__GOAL__: Edit these records so that every "palm tree" becomes "coconut palm", leaving everything else unchanged.

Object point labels
|---|
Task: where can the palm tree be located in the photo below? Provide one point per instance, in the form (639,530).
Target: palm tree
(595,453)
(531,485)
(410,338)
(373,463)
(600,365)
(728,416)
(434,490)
|---|
__REPLY__:
Task: where can the coconut palm be located in the photo below? Provide one point per instance, in the form (639,530).
Target: coconut palm
(595,453)
(531,485)
(410,338)
(373,463)
(600,365)
(728,416)
(434,490)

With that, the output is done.